* Data supplied *
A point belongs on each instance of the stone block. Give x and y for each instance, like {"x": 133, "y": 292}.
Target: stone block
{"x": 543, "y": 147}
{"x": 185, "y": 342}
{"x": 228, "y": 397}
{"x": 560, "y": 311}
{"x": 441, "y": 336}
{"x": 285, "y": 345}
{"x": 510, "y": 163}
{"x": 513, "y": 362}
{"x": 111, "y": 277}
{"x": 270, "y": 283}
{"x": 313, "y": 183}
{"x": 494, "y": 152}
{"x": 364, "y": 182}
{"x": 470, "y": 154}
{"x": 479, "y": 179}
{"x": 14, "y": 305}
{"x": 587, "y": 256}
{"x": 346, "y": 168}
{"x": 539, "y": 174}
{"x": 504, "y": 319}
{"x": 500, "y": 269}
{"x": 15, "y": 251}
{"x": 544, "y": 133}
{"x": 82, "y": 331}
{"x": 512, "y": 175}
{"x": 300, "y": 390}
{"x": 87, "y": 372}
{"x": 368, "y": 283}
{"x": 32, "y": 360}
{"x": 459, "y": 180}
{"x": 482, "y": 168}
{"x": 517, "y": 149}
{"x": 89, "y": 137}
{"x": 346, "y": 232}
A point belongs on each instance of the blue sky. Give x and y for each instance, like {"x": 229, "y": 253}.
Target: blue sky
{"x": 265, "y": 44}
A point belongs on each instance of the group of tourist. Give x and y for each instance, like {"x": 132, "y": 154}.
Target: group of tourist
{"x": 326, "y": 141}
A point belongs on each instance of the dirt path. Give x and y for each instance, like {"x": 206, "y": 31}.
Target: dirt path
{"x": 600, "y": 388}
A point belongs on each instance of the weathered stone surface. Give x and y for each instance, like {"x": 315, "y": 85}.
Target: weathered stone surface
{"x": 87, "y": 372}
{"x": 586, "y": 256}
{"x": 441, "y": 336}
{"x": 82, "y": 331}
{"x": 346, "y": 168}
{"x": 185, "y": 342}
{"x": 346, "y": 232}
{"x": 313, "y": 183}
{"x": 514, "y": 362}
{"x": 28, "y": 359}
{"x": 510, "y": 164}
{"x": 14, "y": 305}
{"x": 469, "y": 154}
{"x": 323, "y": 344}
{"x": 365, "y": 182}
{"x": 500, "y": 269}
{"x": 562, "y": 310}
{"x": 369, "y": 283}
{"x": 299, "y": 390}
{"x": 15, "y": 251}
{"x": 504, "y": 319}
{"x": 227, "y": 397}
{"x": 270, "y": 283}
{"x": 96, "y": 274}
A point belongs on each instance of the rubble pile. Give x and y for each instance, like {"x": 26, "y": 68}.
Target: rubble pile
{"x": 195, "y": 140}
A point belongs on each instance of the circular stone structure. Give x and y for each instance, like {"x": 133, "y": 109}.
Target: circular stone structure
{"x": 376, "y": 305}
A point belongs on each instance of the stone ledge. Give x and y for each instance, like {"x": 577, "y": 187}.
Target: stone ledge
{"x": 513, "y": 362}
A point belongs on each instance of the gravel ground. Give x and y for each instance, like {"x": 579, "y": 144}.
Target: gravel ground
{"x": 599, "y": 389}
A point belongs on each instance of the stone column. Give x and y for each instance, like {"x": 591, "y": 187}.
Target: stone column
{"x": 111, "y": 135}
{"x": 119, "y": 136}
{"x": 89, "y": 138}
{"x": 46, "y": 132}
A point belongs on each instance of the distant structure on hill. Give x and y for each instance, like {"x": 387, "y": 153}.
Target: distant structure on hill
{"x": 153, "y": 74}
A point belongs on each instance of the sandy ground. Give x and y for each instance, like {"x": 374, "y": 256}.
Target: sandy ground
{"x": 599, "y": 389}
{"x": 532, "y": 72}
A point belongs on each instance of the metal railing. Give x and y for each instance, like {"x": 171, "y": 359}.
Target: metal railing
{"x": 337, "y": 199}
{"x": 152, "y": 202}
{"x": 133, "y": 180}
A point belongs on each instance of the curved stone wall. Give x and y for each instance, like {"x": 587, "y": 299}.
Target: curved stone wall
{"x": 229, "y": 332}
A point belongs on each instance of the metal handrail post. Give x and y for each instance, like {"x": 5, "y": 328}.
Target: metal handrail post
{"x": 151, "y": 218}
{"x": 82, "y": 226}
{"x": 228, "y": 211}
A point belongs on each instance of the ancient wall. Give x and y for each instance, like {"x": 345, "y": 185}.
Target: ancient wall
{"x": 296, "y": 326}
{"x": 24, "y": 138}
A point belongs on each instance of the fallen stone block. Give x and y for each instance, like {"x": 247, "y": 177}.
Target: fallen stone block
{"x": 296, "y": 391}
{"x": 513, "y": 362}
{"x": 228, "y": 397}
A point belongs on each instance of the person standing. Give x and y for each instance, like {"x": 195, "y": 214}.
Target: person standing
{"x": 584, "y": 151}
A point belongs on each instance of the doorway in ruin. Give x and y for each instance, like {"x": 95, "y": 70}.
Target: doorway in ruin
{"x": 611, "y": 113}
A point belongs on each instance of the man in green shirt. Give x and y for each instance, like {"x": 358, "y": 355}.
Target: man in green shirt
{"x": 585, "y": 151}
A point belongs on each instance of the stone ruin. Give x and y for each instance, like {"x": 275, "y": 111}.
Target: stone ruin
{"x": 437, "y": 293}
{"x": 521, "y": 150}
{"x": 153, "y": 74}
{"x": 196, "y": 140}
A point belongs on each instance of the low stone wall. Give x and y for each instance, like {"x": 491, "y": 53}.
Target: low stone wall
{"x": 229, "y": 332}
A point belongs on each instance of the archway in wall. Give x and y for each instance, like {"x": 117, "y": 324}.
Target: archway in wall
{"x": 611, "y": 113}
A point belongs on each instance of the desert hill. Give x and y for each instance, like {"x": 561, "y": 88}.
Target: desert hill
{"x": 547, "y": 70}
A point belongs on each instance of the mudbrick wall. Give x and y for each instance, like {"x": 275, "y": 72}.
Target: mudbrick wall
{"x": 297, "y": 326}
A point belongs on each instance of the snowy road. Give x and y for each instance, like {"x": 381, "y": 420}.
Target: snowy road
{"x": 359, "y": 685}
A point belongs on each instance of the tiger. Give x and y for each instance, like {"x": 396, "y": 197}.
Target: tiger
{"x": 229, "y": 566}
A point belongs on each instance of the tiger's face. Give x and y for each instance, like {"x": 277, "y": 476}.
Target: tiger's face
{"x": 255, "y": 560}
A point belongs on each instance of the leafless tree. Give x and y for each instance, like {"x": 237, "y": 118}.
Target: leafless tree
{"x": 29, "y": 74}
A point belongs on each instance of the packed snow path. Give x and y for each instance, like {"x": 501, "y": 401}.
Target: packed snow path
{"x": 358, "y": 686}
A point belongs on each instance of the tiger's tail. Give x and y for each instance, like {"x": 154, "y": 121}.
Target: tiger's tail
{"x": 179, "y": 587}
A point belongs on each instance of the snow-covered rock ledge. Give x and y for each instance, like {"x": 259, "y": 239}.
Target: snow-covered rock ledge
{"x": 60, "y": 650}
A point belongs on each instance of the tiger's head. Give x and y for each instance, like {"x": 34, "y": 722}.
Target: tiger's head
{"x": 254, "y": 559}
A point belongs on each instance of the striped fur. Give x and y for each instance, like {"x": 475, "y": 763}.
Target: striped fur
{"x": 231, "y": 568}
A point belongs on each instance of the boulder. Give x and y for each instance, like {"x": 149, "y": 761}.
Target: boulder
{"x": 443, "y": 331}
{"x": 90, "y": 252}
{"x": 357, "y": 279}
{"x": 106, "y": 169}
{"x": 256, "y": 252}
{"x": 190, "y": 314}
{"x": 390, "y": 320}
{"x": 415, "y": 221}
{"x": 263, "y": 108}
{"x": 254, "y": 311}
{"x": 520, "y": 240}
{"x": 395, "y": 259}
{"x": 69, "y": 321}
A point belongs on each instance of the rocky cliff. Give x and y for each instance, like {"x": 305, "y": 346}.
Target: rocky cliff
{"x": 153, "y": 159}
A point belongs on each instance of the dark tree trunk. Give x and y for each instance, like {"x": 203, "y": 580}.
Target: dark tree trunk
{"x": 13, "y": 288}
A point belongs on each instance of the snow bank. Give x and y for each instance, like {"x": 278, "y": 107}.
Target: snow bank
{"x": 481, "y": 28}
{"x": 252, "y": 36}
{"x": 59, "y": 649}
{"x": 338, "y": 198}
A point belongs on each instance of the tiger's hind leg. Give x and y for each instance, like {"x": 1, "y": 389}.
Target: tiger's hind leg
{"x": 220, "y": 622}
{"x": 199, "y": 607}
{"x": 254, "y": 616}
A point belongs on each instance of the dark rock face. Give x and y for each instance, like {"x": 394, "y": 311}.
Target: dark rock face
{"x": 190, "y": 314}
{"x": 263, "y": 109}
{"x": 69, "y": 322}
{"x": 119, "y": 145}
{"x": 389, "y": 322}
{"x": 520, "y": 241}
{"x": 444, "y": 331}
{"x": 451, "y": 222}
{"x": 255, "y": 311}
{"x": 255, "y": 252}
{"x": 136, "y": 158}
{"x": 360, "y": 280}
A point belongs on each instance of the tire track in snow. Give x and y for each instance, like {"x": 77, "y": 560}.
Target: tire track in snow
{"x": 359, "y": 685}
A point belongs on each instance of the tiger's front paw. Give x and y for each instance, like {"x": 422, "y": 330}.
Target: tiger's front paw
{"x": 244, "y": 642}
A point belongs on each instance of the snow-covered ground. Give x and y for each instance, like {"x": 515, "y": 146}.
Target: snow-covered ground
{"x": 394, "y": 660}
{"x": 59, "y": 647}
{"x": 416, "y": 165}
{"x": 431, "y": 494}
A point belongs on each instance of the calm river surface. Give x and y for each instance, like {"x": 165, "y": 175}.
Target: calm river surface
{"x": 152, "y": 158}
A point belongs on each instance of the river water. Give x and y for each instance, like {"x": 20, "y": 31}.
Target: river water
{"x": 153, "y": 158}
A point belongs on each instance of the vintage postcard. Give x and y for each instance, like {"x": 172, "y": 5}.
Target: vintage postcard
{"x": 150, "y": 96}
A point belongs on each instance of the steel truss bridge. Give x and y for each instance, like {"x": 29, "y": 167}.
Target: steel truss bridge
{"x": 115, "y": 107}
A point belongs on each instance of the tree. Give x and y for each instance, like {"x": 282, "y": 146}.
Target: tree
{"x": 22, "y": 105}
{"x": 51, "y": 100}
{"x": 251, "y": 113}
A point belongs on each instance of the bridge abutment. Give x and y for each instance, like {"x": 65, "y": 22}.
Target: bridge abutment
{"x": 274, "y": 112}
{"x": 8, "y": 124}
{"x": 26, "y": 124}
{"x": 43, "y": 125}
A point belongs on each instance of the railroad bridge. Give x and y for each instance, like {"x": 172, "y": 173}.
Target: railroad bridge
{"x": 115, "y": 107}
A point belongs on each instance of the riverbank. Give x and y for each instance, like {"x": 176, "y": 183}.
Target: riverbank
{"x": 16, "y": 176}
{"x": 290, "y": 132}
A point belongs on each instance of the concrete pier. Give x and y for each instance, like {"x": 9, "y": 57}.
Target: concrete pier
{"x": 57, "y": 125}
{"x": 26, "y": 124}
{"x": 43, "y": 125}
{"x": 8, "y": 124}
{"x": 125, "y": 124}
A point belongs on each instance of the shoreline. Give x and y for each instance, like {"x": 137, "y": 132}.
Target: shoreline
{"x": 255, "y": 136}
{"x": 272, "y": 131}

* Task directions *
Copy out, word for word, the stretch of material from the line containing "A point belongs on each instance of the railroad" through the last line of the material.

* Result of this exercise *
A point belongs on each instance of the railroad bridge. Give x and y for each instance, like {"x": 172, "y": 173}.
Target: railroad bridge
{"x": 115, "y": 107}
A point belongs on each instance of the riverbank. Give x and y for each instance, like {"x": 176, "y": 183}.
Target: riverbank
{"x": 16, "y": 176}
{"x": 290, "y": 132}
A point belongs on each instance of the concrete pier. Give x and y for each instance, like {"x": 9, "y": 57}.
Target: concrete pier
{"x": 57, "y": 125}
{"x": 26, "y": 124}
{"x": 43, "y": 125}
{"x": 8, "y": 124}
{"x": 125, "y": 124}
A point belongs on each instance of the shoreline. Give x and y for each instance, like {"x": 137, "y": 132}.
Target: shoreline
{"x": 255, "y": 136}
{"x": 272, "y": 131}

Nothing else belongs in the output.